Set exercise: Write each line of the material below as a string in a single JSON list, one string per line, and omit any blank lines. Do not include the pictures in your answer.

Task input:
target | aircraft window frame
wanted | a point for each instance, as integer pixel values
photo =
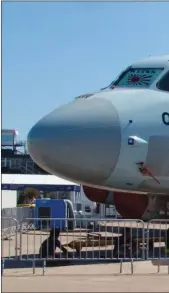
(161, 80)
(120, 77)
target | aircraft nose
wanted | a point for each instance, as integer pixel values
(79, 141)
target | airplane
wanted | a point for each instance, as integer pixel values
(115, 141)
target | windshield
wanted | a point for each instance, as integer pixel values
(137, 77)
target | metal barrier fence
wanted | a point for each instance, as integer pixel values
(94, 240)
(20, 214)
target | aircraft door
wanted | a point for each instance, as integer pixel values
(157, 160)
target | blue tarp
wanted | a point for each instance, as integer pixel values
(42, 187)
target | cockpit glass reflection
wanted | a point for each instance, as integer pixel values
(138, 77)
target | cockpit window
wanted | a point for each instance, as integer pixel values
(137, 77)
(163, 84)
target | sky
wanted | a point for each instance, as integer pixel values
(53, 51)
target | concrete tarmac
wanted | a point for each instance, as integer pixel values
(88, 278)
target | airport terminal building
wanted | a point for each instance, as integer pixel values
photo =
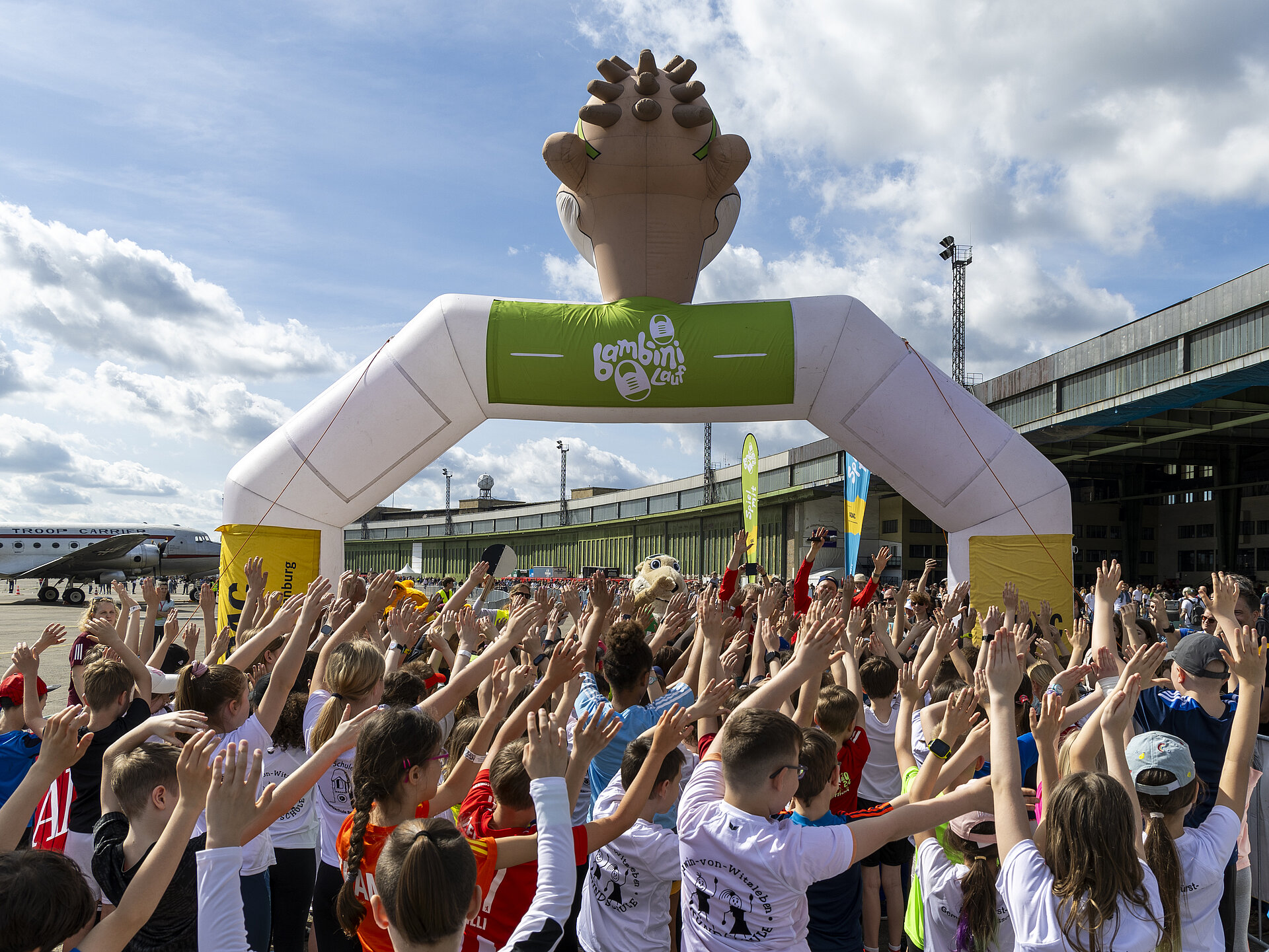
(1160, 426)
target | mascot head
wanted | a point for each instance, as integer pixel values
(656, 581)
(648, 186)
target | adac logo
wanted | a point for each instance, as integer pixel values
(654, 359)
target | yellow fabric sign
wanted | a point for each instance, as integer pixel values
(291, 560)
(1040, 566)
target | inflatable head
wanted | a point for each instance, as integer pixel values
(656, 581)
(648, 186)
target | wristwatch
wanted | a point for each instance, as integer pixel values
(941, 749)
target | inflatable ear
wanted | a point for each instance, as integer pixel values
(648, 187)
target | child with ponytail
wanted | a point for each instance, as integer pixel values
(1190, 862)
(961, 909)
(1089, 889)
(395, 779)
(221, 692)
(350, 673)
(427, 883)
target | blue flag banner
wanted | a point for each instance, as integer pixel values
(856, 491)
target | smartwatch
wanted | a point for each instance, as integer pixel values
(941, 749)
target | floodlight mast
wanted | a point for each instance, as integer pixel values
(960, 256)
(449, 519)
(564, 477)
(709, 470)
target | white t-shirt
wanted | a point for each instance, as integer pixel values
(626, 897)
(1027, 887)
(941, 897)
(258, 854)
(746, 876)
(1205, 852)
(297, 828)
(880, 780)
(333, 794)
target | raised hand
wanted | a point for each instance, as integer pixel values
(63, 746)
(547, 752)
(1047, 724)
(594, 731)
(52, 636)
(1004, 667)
(1108, 581)
(1247, 655)
(1009, 597)
(909, 690)
(255, 575)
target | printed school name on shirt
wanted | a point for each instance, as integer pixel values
(736, 910)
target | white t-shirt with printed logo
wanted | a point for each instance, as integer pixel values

Response for this exercise:
[
  "target | aircraft window frame",
  "wanted | a point for each instance, as integer pixel values",
  "photo =",
  "(161, 80)",
  "(120, 77)",
  "target | aircraft nose",
  "wanted | a point for each instance, as integer pixel values",
  "(79, 141)",
  "target | airplane",
  "wanted | a point for each instance, as integer pixel values",
  "(115, 141)",
  "target | windshield",
  "wanted | a point for each instance, as integer pixel values",
  "(137, 77)",
  "target | metal barrier fence",
  "wanted | a point for each instance, as integer pixel values",
  "(94, 240)",
  "(20, 214)",
  "target | aircraft door",
  "wanted | a point for each instance, as integer pixel values",
  "(157, 160)",
  "target | blue tarp",
  "wanted | a point for each instance, as integer pixel values",
  "(42, 187)",
  "target | cockpit glass reflection",
  "wanted | a point for each instance, as integer pixel values",
  "(138, 77)",
  "target | cockpit window",
  "wanted | a point for each instance, as integer pixel values",
  "(137, 77)",
  "(163, 84)",
  "target | sky",
  "wanted | a point for each instance, as integer pixel values",
  "(53, 51)",
  "target | concrete tarmac",
  "wanted | a point for each instance, as integer pixel values",
  "(88, 278)",
  "target | airport terminal building",
  "wanted | a point for each instance, as integer pixel values",
  "photo =",
  "(1160, 426)",
  "target | mascot head",
  "wanted | a point for each instance, as integer pixel values",
  "(656, 581)",
  "(648, 186)",
  "target | adac logo",
  "wanted | a point for each instance, as integer pixel values",
  "(654, 359)",
  "target | yellow fabric sign",
  "wanted | a point for each instance, as integer pixel values",
  "(291, 560)",
  "(1040, 566)",
  "target | inflatable head",
  "wanted | a point for each instance, as integer pixel values",
  "(656, 581)",
  "(648, 186)",
  "target | wristwatch",
  "wanted | a point for each instance, as integer pixel values",
  "(941, 749)",
  "target | inflatable ear",
  "wanted | a point for each instance, as integer pixel values",
  "(648, 187)",
  "target | child with ponytail",
  "wanted | a point for each instance, as integer pixel values",
  "(1190, 862)",
  "(961, 909)",
  "(1089, 889)",
  "(395, 779)",
  "(221, 692)",
  "(350, 673)",
  "(427, 883)",
  "target | blue flag banner",
  "wanted | a point for each instance, as integer pixel values",
  "(856, 491)",
  "target | smartwatch",
  "wanted | a point for each instance, as integer pixel values",
  "(941, 749)",
  "target | floodlight mast",
  "wanted | a point for each instance, as integer pixel values",
  "(960, 256)",
  "(449, 519)",
  "(564, 477)",
  "(709, 470)",
  "target | white t-shirt",
  "wanted | a point for each instance, as integer pixel values",
  "(626, 897)",
  "(1027, 887)",
  "(941, 897)",
  "(258, 854)",
  "(746, 876)",
  "(1205, 852)",
  "(297, 828)",
  "(880, 780)",
  "(333, 794)",
  "target | raised hand",
  "wanted | a point for each instance, as integer pixel values",
  "(63, 746)",
  "(547, 752)",
  "(1047, 724)",
  "(594, 731)",
  "(52, 636)",
  "(1004, 667)",
  "(1108, 581)",
  "(1247, 655)",
  "(1009, 597)",
  "(909, 690)",
  "(255, 575)",
  "target | printed school name on shirt",
  "wanted | a point for each instance, as integer pixel values",
  "(736, 910)",
  "target | white t-shirt with printed logo",
  "wanted | a point for each instance, as integer pixel values"
]